Consigne: Modifiez, s'il vous plaît, les lignes qui vont du début des données jusqu'à celle contenant « 170L123 148L98 159L115 », cette dernière incluse, en remplaçant « bare rock face » par « exposed cliff » et en laissant tout le reste intact. Ne redonnez que ces lignes.

Données brutes:

_ _ _ _ _

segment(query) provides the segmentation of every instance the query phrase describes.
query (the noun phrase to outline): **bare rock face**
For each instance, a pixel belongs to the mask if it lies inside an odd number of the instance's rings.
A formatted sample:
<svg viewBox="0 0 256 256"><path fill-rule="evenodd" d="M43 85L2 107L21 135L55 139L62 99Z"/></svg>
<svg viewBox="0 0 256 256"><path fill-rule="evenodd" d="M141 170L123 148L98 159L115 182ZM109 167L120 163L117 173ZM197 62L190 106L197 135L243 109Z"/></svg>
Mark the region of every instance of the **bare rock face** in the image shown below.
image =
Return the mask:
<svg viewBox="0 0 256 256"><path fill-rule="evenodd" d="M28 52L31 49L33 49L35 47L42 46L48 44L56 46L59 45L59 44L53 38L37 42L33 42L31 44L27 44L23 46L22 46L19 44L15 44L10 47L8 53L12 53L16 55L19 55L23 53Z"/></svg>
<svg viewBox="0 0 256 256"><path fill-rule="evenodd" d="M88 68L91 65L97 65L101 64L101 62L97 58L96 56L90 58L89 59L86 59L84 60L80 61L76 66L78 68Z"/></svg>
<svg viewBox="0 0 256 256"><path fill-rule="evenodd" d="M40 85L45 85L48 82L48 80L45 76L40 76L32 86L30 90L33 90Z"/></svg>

_ _ _ _ _

Résultat:
segment(query) provides the segmentation of every instance the query phrase describes.
query (the noun phrase to outline): **exposed cliff**
For each instance, a pixel belongs to the mask if it lies inside an odd number of the instance's rings.
A formatted sample:
<svg viewBox="0 0 256 256"><path fill-rule="evenodd" d="M43 85L2 107L21 135L55 139L62 99Z"/></svg>
<svg viewBox="0 0 256 256"><path fill-rule="evenodd" d="M141 170L123 148L98 159L115 182ZM109 167L120 163L117 173ZM197 62L190 106L197 135L243 109Z"/></svg>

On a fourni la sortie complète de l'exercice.